DATA EXCERPTS:
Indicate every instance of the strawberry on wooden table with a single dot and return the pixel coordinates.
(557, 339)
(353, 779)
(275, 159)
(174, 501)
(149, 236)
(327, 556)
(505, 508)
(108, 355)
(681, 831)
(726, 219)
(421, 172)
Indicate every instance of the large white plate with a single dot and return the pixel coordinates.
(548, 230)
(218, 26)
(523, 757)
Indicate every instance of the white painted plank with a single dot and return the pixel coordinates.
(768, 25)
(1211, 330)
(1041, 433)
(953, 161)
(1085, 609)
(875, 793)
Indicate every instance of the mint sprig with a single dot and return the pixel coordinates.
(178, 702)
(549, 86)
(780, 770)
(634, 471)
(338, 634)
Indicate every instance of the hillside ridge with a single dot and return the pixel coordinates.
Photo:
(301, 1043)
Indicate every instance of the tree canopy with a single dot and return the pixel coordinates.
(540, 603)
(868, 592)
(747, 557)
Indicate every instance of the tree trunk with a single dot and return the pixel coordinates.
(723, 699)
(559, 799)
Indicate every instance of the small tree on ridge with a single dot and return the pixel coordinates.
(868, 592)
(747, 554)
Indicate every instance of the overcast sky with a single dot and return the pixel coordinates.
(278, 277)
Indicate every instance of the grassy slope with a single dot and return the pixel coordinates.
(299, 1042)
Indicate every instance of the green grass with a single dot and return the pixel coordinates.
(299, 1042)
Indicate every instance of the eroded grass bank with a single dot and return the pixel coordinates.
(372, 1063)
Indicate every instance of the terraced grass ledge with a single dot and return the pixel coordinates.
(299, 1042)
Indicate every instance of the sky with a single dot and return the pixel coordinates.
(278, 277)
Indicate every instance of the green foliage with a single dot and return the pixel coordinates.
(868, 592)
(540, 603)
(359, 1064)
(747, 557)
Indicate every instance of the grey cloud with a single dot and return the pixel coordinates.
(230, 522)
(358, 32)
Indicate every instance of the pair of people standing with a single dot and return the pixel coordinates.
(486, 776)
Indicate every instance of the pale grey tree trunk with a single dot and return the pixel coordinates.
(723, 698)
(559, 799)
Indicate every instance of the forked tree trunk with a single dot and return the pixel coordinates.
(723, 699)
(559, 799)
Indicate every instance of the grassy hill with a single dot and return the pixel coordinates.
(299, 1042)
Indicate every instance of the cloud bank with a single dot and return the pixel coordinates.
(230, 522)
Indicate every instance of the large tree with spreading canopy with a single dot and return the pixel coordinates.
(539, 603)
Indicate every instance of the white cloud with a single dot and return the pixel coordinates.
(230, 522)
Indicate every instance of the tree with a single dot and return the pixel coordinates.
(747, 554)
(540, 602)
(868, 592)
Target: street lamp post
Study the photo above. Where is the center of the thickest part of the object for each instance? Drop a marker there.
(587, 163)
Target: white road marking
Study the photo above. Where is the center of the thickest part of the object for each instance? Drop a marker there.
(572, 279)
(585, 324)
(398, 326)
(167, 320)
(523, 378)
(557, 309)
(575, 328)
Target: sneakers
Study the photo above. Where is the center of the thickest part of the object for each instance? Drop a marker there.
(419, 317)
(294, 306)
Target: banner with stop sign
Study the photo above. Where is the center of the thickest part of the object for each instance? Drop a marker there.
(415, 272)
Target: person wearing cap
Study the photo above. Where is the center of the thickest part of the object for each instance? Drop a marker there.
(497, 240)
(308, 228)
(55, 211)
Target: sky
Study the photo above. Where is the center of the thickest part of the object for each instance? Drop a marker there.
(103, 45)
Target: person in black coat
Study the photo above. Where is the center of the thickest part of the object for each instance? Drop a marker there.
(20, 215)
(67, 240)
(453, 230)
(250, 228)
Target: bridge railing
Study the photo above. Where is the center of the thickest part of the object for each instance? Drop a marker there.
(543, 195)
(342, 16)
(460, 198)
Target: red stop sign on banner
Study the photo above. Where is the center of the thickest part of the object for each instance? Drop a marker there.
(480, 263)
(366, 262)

INSTRUCTIONS TO FOLLOW: Up to and including the last line of the records above, print exactly every line from the one that contains "Target: sky" onward.

RESPONSE AREA:
Target: sky
Study the photo above. Where is the center of the thickest part of the object for each instance? Drop a marker there.
(103, 45)
Target: person in black coat
Study the photo above. Where is the center of the thickest part of the object for each instance? Drop a marker there.
(20, 215)
(67, 240)
(453, 230)
(250, 228)
Target: bridge railing
Study the photo above. Where is the center of the thickest part of the object for each instance? Drop a marker there.
(543, 195)
(342, 16)
(460, 198)
Target: red stop sign on banner
Study the photo above. Where is the center of the thickest part of the object for each instance? Drop a marker there.
(480, 263)
(366, 262)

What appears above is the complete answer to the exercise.